Exercise aim:
Your task is to print all of the material verbatim.
>> BEGIN Task input
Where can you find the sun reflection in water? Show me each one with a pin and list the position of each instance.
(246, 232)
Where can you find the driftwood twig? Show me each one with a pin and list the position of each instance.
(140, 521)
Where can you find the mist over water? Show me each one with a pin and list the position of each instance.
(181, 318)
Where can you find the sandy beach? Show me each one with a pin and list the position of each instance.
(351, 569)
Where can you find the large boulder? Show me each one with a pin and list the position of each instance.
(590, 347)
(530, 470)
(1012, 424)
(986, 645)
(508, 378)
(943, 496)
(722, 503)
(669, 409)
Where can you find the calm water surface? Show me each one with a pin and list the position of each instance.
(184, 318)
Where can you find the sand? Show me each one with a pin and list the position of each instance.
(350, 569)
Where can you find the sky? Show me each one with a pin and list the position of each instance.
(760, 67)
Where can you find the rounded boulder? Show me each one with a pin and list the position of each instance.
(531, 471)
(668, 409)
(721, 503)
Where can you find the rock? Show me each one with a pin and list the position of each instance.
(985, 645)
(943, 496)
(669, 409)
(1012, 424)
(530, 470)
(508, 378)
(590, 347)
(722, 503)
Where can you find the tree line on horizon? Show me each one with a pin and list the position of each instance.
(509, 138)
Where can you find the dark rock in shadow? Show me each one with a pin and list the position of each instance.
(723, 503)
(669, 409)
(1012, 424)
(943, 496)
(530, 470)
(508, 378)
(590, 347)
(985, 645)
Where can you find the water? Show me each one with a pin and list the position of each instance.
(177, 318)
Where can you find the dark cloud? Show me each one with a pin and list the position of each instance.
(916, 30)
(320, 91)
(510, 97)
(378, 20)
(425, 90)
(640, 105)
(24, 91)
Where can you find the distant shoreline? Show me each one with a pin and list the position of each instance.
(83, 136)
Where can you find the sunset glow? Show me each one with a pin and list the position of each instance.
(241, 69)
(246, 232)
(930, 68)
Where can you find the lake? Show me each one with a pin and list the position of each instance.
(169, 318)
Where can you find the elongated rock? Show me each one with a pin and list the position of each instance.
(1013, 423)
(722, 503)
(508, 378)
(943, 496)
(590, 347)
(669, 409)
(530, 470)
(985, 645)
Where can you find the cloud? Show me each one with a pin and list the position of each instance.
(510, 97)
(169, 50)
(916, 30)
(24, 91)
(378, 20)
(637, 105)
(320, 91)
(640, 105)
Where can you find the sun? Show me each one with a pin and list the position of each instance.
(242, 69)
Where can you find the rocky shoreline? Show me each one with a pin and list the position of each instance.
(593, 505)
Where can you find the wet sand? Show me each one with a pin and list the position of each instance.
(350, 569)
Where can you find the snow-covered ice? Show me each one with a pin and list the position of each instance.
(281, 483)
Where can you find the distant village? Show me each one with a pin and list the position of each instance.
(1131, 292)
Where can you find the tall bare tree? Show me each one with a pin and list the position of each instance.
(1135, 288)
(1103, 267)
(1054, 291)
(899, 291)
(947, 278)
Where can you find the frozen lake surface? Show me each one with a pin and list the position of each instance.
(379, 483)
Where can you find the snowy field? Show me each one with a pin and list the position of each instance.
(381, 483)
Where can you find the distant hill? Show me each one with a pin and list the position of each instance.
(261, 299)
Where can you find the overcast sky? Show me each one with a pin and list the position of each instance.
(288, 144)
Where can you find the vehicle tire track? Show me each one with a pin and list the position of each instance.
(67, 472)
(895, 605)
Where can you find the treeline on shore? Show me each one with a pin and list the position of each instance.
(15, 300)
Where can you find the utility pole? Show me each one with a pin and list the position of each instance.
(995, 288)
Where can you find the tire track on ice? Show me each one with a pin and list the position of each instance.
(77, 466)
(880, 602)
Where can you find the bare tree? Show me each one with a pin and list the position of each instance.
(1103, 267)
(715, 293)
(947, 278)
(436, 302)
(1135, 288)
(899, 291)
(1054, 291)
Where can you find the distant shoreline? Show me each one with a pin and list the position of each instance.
>> END Task input
Solution to the problem:
Where can you find the sun reflection in water? Show me each one with a pin and list the position of each instance.
(246, 232)
Where can you find the driftwood twig? Show me each one with a pin and list the position of each instance.
(140, 521)
Where can you find the mist over water? Show me each one with a pin and list the position of each instance.
(181, 318)
Where can you find the sandy beach? Show me each one with a pin and list the position of each instance.
(351, 569)
Where can you find the large boulder? Show me each one with a pin and list the position of each instance.
(590, 347)
(530, 470)
(1012, 424)
(986, 645)
(508, 378)
(943, 496)
(722, 503)
(669, 409)
Where can you find the calm water surface? Show me each one with a pin and list the position of each instance.
(184, 318)
Where can you find the sand? Show me each one with a pin and list the position of each instance.
(350, 569)
Where can you find the sky? Show me each one with a pin and list the position of each instance.
(760, 67)
Where can you find the rounded boulder? Show me each one with a pin and list the position of each instance.
(531, 471)
(668, 409)
(721, 503)
Where can you find the rock? Show me each one with a pin and list the position of each instance.
(985, 645)
(943, 496)
(669, 409)
(1012, 424)
(530, 470)
(508, 378)
(590, 347)
(722, 503)
Where can you find the tree line on horizon? Show me each one with a pin and list the position of each instance.
(509, 138)
Where can you find the dark rock in shadow? Show me each one with a pin and list the position of each instance.
(723, 503)
(669, 409)
(1012, 424)
(943, 496)
(530, 470)
(508, 378)
(590, 347)
(985, 645)
Where can you find the water? Show me each one with a pin and list the position of each instance.
(177, 318)
Where can you find the dark cloud? Show me each one with a pin and list the position of each instance.
(916, 30)
(320, 91)
(510, 97)
(378, 20)
(425, 90)
(640, 105)
(24, 91)
Where can you find the distant shoreline? Show me each one with a pin and list the position of each instance.
(83, 136)
Where can you find the sunset glow? Show me each one with a pin and list the position of each instance.
(241, 69)
(246, 232)
(930, 68)
Where can you find the lake? Show me each one with a pin and list the position of each instance.
(169, 318)
Where can you find the elongated rock? Show me each one with a pin and list the position of each instance.
(1013, 423)
(722, 503)
(508, 378)
(943, 496)
(590, 347)
(669, 409)
(530, 470)
(985, 645)
Where can you find the cloud? Show me each one with a pin and list the position of each instance.
(510, 97)
(169, 50)
(916, 30)
(24, 91)
(378, 20)
(637, 105)
(320, 91)
(640, 105)
Where can you find the sun? Show me each one with a pin and list the position of each instance.
(242, 69)
Where can you find the rocky shoreline? Show me each one with a pin and list the position of each instance.
(593, 505)
Where can you find the wet sand? Show me each one with a pin and list the position of each instance.
(350, 569)
Where can you find the snow-covered ice? Show me each one with a pin and list the position of each instance.
(281, 483)
Where can you find the distant village? Show me each one with a pin and list the position of each instance.
(1131, 292)
Where can you find the tall bare tree? Show me each one with a pin and list the position of each instance.
(1135, 288)
(1103, 267)
(1054, 291)
(899, 291)
(947, 278)
Where can you find the frozen lake surface? Show me each one with a pin and list the position of each instance.
(379, 483)
Where can you find the snowy field? Show me each one with a pin and list the position of each instance.
(381, 483)
Where can you find the distant hill? Show me each one with a pin and list the position of each instance.
(261, 299)
Where can you find the overcast sky? Show me each one with a pin and list the position of each instance.
(288, 144)
Where can you find the vehicle tire track? Show me each one with a pin and list the position of each instance.
(67, 472)
(895, 605)
Where can you find the treeline on shore? Show me each one with a pin and list the position of each instance.
(15, 300)
Where can you find the utility pole? Show me each one with a pin and list the position of each instance.
(995, 288)
Where can you find the tire track on ice? Show me each one with a pin and list the position of each instance.
(77, 466)
(880, 602)
Where can you find the bare tree? Show me each one with a pin and list the position of each instance.
(1103, 267)
(715, 293)
(947, 278)
(436, 302)
(1135, 288)
(899, 291)
(1054, 291)
Where can you find the distant shoreline? Show me each one with a pin and list the position of each instance.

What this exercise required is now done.